◆ **EXCERPT TO READ**:
NEWS

Tackling AMR, the Antimicrobial Resistance

Every year approximately 25,000 people in the EU and about 700,000 in the rest of the world die because of resistance against «antibiotics». What is this phenomenon? How is it possible? What is the EU doing to protect its citizens? What is the contribution of COMECE to counter it?

(Credit: M J Richardson)

The resistance against antibiotics, or Antimicrobial Resistance (AMR), is a worldwide growing phenomenon due to an overuse or an inappropriate use of antibiotics in human medicine, in animal healthcare, in livestock and in plant care, but also due to poor hygiene conditions in hospitals and health care.

AMR could seriously threaten medical treatment of humans and make appropriate treatment of serious illnesses (operations, chemotherapy etc.) very difficult or almost impossible, at least very expensive. The EU started to tackle the problem in 2006 by banning antibiotics as growth promoters in livestock. Other measures were taken, including a conference on the socio-economic aspects of AMR organised by the European Parliament and the new EU One Health Action Plan against AMR launched in 2017 by the European Commission.

As a major health care and education actor in the EU and at the global level, the Church is interested in analysing the phenomenon and tackling it. COMECE is actively monitoring the EU’s actions against AMR, addressing on the ethical implications from a Christian perspective and highlighting the need for concrete actions to make people aware of the right use of antibiotics in human health care.

In more occasions, COMECE urged the EU institutions to monitor the highly industrialized agriculture sector, where a high number of animals on limited space inveigle farmers to use antibiotics as prophylactic treatment to avoid animal diseases due to stress and overpopulation.

Together with other actors in the European Parliament and in Civil Society, COMECE will follow all dimensions of the phenomenon, trying to create deeper awareness of this problem and the necessity to tackle it within Church institutions.

◆ **SUPPLIED ENTRIES**:
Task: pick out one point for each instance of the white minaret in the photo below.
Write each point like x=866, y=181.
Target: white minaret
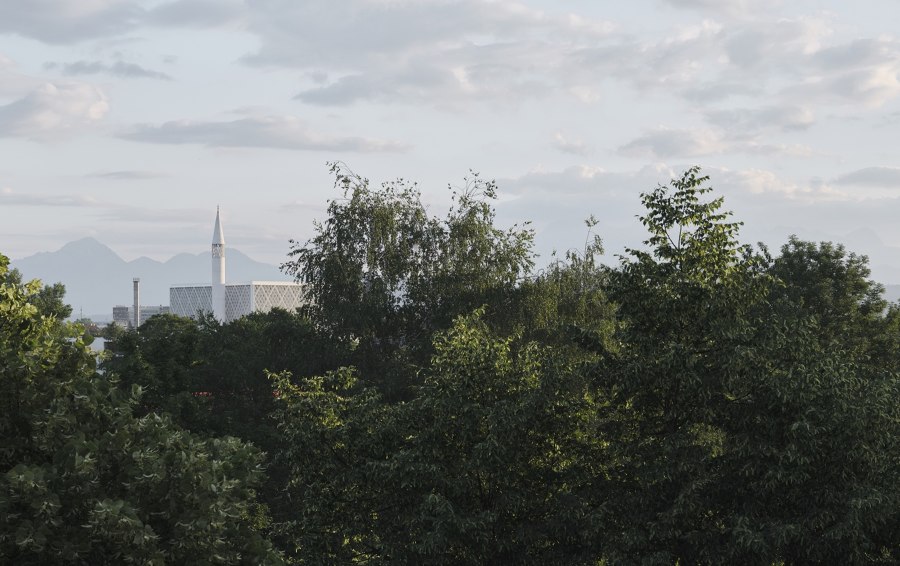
x=218, y=264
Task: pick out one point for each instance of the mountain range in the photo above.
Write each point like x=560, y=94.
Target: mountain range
x=97, y=279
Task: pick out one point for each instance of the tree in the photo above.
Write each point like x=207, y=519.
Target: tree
x=484, y=465
x=740, y=434
x=84, y=481
x=49, y=299
x=384, y=275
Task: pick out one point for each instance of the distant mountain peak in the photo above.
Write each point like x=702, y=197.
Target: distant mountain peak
x=97, y=278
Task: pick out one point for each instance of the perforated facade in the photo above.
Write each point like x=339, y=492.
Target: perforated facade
x=240, y=299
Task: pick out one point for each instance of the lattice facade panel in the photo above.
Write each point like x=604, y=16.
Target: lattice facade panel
x=267, y=296
x=238, y=301
x=188, y=300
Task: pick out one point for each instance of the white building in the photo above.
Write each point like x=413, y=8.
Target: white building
x=228, y=302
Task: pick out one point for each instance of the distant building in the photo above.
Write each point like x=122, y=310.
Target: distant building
x=229, y=302
x=124, y=315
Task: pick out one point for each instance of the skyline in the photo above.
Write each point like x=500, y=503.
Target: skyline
x=130, y=121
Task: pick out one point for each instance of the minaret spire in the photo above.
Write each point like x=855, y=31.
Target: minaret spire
x=218, y=270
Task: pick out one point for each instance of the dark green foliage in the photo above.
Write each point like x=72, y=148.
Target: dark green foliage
x=481, y=466
x=83, y=481
x=384, y=274
x=747, y=427
x=699, y=403
x=49, y=299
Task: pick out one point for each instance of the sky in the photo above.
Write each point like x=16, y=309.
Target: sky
x=130, y=120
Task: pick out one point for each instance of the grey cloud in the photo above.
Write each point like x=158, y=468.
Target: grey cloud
x=12, y=198
x=726, y=7
x=279, y=132
x=571, y=146
x=664, y=143
x=861, y=52
x=872, y=177
x=197, y=13
x=125, y=175
x=118, y=69
x=64, y=21
x=53, y=110
x=767, y=118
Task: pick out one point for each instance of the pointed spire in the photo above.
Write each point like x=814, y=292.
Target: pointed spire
x=218, y=236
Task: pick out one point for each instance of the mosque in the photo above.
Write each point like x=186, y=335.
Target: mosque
x=230, y=301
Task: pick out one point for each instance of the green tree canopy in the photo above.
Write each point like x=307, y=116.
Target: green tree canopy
x=384, y=274
x=83, y=481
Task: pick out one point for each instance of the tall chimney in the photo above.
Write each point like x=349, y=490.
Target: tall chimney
x=218, y=271
x=137, y=302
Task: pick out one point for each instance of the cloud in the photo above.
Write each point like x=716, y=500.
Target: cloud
x=664, y=143
x=53, y=110
x=727, y=7
x=197, y=13
x=118, y=69
x=125, y=175
x=67, y=21
x=279, y=132
x=872, y=177
x=11, y=198
x=566, y=145
x=768, y=118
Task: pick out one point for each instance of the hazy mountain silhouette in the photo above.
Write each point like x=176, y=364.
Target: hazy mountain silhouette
x=97, y=279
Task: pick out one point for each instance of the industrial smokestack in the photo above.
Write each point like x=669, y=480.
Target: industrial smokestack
x=137, y=302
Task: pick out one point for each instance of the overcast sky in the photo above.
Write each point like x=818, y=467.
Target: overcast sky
x=130, y=120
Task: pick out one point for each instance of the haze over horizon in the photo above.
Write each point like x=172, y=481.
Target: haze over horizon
x=130, y=120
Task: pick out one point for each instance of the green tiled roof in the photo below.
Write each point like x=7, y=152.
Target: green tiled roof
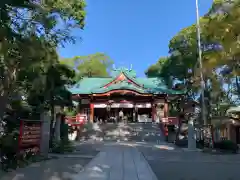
x=147, y=85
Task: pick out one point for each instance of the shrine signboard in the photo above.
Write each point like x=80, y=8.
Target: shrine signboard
x=29, y=136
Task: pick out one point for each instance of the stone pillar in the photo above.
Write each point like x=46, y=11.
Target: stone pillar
x=191, y=135
x=45, y=133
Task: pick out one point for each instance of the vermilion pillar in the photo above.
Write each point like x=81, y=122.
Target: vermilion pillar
x=166, y=109
x=153, y=112
x=91, y=112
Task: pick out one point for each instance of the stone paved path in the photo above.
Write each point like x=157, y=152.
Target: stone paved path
x=117, y=163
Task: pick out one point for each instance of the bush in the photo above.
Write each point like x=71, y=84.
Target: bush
x=181, y=143
x=226, y=145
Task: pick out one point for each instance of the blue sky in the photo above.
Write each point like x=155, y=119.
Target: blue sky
x=133, y=32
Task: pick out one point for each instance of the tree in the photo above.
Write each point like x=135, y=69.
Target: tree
x=93, y=65
x=30, y=33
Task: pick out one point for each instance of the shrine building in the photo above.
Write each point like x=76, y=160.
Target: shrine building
x=140, y=99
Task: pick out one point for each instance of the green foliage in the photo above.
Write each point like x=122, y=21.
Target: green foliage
x=227, y=145
x=30, y=32
x=220, y=58
x=94, y=65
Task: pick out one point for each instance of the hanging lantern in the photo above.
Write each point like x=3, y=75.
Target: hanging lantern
x=108, y=107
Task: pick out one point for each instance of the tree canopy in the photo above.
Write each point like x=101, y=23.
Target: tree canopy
x=221, y=57
x=93, y=65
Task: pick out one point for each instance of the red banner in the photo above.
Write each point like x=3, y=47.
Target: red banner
x=29, y=136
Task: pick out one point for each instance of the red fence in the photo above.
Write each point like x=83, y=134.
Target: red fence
x=29, y=136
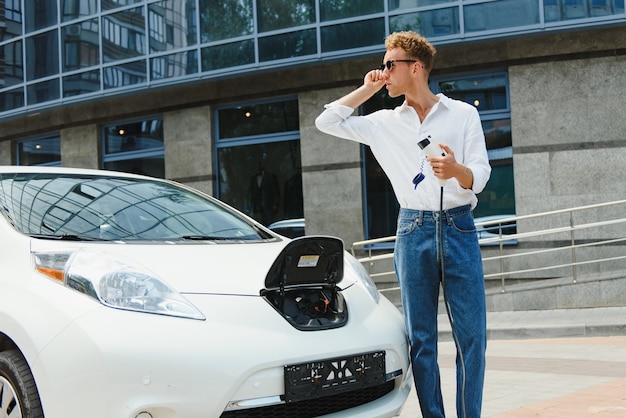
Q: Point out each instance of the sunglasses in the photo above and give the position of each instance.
(389, 64)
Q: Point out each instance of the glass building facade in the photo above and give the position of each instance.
(74, 55)
(68, 50)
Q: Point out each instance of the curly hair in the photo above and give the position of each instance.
(415, 45)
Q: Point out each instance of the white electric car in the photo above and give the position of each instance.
(124, 296)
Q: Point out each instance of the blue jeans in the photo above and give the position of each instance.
(417, 262)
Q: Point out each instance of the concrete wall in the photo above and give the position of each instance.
(189, 148)
(80, 147)
(331, 174)
(5, 153)
(569, 132)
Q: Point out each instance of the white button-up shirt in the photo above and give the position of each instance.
(393, 134)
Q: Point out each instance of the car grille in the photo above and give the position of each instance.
(316, 407)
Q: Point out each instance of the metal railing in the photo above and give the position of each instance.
(573, 240)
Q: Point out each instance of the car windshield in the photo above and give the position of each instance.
(79, 207)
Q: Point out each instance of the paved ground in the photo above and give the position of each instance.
(554, 364)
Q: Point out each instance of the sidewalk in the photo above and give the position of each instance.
(554, 364)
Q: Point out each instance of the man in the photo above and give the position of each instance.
(436, 241)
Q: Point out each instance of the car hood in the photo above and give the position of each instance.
(202, 268)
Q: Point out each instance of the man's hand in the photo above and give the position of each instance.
(373, 81)
(446, 167)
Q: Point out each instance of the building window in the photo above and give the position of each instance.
(134, 147)
(489, 93)
(39, 151)
(258, 159)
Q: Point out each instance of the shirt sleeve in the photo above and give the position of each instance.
(476, 158)
(337, 120)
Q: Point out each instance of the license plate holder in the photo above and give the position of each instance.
(321, 378)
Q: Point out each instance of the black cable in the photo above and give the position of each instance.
(442, 278)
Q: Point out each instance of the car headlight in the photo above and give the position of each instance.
(363, 277)
(114, 282)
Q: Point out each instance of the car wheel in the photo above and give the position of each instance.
(19, 397)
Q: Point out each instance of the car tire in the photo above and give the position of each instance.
(19, 397)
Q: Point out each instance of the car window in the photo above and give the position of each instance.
(114, 208)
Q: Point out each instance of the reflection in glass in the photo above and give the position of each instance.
(113, 4)
(287, 45)
(42, 55)
(228, 55)
(133, 136)
(262, 180)
(115, 208)
(500, 15)
(174, 65)
(11, 10)
(125, 75)
(39, 14)
(171, 24)
(223, 19)
(12, 63)
(74, 9)
(353, 35)
(407, 4)
(341, 9)
(258, 119)
(280, 14)
(43, 92)
(82, 83)
(123, 35)
(80, 45)
(484, 92)
(11, 99)
(40, 151)
(151, 166)
(432, 23)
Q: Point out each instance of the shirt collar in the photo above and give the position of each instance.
(443, 100)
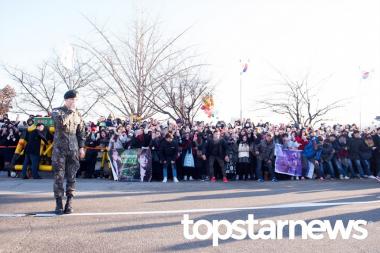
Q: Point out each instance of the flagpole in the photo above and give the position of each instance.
(241, 103)
(360, 103)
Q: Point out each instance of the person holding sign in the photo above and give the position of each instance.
(168, 154)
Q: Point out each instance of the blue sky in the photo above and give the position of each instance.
(322, 37)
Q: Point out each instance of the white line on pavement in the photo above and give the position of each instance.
(294, 205)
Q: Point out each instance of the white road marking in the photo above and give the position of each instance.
(82, 193)
(186, 211)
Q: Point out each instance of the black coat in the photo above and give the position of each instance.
(365, 151)
(219, 149)
(33, 145)
(168, 150)
(376, 140)
(354, 145)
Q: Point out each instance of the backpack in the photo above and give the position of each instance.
(309, 151)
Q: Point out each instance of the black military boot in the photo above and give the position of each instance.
(59, 206)
(68, 207)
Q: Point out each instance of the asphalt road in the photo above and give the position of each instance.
(146, 217)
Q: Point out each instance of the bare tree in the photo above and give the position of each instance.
(83, 77)
(299, 101)
(7, 95)
(138, 69)
(183, 95)
(41, 90)
(36, 92)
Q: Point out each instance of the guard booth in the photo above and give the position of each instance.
(46, 150)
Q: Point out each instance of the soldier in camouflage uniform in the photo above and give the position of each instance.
(69, 138)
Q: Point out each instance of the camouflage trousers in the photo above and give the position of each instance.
(65, 163)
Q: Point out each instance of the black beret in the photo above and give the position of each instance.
(71, 94)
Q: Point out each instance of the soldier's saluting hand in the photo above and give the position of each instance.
(68, 148)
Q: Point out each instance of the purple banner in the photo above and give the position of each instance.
(288, 161)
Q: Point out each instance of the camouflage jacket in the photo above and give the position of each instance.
(69, 129)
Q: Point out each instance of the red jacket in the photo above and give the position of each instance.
(302, 143)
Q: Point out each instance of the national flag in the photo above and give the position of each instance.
(365, 74)
(245, 67)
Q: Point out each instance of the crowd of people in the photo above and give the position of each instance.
(241, 150)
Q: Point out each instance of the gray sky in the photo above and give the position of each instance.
(326, 38)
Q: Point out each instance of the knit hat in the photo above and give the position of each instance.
(70, 94)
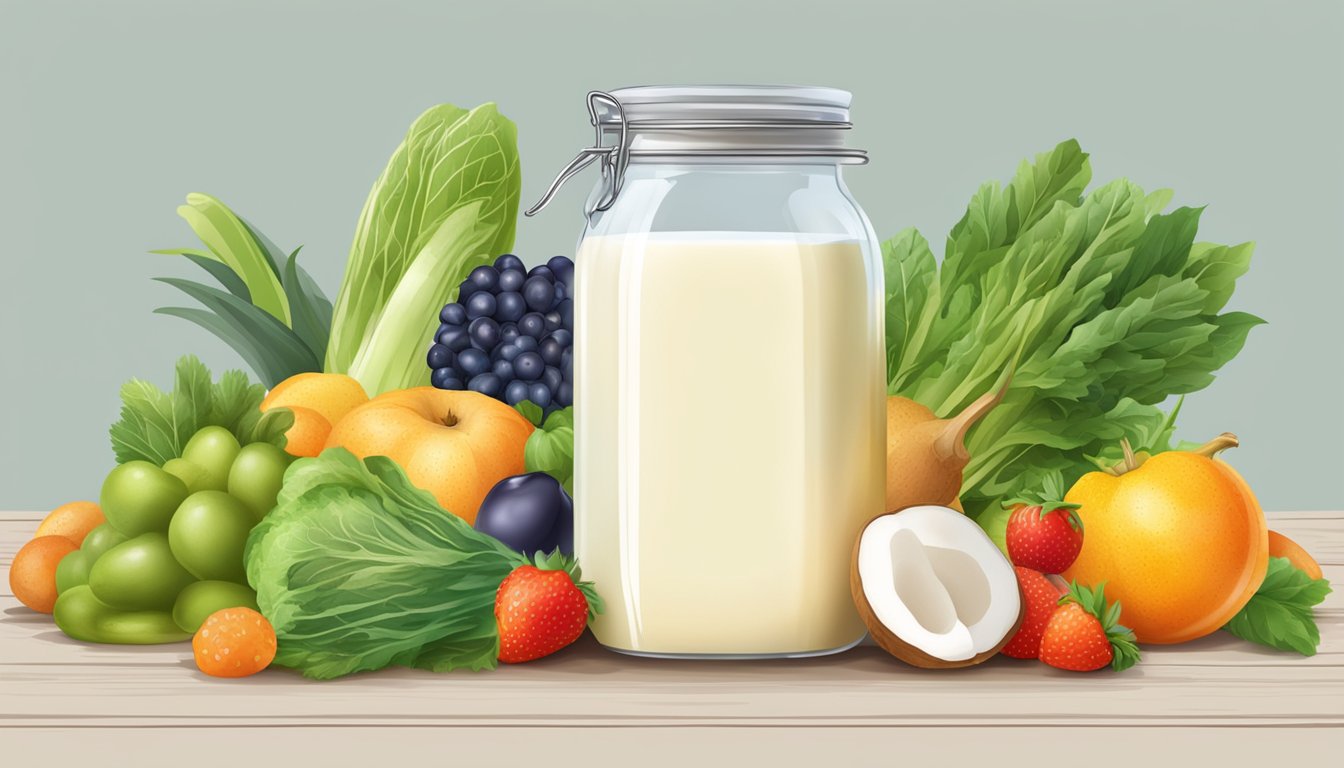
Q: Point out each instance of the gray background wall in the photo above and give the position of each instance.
(112, 112)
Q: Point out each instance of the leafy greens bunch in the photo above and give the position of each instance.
(156, 425)
(1102, 304)
(445, 203)
(358, 569)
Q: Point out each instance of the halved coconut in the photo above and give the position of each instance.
(933, 589)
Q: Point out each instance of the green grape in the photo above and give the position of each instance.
(139, 574)
(208, 533)
(73, 570)
(214, 449)
(257, 475)
(139, 498)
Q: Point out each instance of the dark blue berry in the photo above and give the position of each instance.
(510, 305)
(528, 366)
(453, 315)
(532, 324)
(487, 384)
(473, 362)
(444, 378)
(510, 261)
(539, 293)
(454, 339)
(551, 378)
(515, 392)
(440, 357)
(539, 393)
(551, 350)
(512, 279)
(485, 334)
(563, 269)
(480, 305)
(484, 279)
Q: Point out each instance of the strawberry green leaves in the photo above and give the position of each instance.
(1106, 304)
(270, 311)
(1122, 644)
(1280, 612)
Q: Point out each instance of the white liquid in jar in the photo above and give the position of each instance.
(730, 439)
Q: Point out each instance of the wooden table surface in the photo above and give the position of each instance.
(144, 705)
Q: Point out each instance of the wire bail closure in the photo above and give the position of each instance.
(613, 159)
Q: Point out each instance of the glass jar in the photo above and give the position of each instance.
(729, 371)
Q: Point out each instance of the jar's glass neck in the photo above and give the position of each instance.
(746, 141)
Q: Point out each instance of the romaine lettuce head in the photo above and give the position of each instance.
(358, 569)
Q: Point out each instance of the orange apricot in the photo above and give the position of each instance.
(32, 574)
(234, 643)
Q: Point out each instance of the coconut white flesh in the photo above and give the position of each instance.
(938, 583)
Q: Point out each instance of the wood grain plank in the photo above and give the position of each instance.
(47, 681)
(667, 748)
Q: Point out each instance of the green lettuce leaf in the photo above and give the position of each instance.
(358, 569)
(1101, 304)
(394, 354)
(551, 447)
(155, 425)
(1280, 612)
(449, 159)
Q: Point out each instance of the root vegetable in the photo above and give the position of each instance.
(926, 455)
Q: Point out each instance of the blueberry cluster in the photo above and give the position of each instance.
(510, 334)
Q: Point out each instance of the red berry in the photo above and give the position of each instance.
(1082, 634)
(1040, 596)
(539, 611)
(1044, 538)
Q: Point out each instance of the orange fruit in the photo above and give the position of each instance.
(308, 435)
(32, 574)
(1282, 546)
(1180, 542)
(234, 643)
(73, 519)
(453, 444)
(332, 396)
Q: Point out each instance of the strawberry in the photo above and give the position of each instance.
(1042, 596)
(1082, 634)
(540, 608)
(1044, 534)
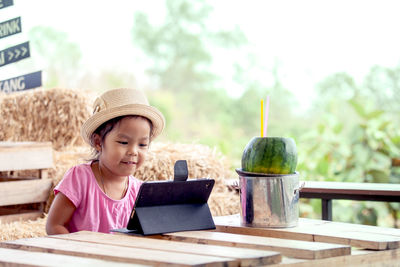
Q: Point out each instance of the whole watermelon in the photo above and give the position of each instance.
(270, 155)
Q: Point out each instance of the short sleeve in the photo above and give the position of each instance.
(73, 184)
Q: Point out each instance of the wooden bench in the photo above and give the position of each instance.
(327, 191)
(16, 190)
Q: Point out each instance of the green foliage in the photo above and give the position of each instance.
(61, 57)
(180, 47)
(350, 134)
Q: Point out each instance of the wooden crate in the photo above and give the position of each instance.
(17, 191)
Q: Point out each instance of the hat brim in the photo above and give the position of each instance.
(153, 114)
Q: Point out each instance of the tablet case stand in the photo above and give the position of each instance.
(172, 206)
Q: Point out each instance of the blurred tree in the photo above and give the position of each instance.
(180, 47)
(383, 84)
(59, 58)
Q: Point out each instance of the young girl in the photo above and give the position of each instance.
(99, 195)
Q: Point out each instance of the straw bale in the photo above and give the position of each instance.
(54, 115)
(22, 229)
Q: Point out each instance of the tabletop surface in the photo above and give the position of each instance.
(311, 243)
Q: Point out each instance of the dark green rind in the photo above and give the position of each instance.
(271, 155)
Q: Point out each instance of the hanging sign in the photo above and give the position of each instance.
(21, 83)
(10, 27)
(14, 54)
(6, 3)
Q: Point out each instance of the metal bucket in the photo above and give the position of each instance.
(269, 200)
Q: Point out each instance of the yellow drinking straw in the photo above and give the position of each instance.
(262, 119)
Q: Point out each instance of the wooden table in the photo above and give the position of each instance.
(311, 243)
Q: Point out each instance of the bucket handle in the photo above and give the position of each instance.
(297, 190)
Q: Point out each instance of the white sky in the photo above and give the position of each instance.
(310, 39)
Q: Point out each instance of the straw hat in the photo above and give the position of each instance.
(121, 102)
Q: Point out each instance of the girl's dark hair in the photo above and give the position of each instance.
(107, 127)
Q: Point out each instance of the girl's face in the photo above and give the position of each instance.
(125, 147)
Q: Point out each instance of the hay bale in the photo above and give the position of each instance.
(54, 115)
(23, 229)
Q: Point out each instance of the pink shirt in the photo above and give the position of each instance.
(95, 211)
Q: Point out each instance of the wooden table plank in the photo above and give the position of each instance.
(246, 257)
(383, 258)
(14, 257)
(116, 253)
(316, 230)
(290, 248)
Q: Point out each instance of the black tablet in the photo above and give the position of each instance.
(171, 206)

◆ **WORK ORDER 1**: List each EU measure against antimicrobial resistance named in the news item on antimicrobial resistance.
◆ **WORK ORDER 2**: According to the news item on antimicrobial resistance, about how many people in the EU die each year because of resistance against antibiotics?

◆ **RESPONSE AREA 1**:
- The 2006 ban on antibiotics as growth promoters in livestock
- A conference on the socio-economic aspects of AMR, organised by the European Parliament
- The EU One Health Action Plan against AMR, launched in 2017 by the European Commission

◆ **RESPONSE AREA 2**: Approximately 25,000 people.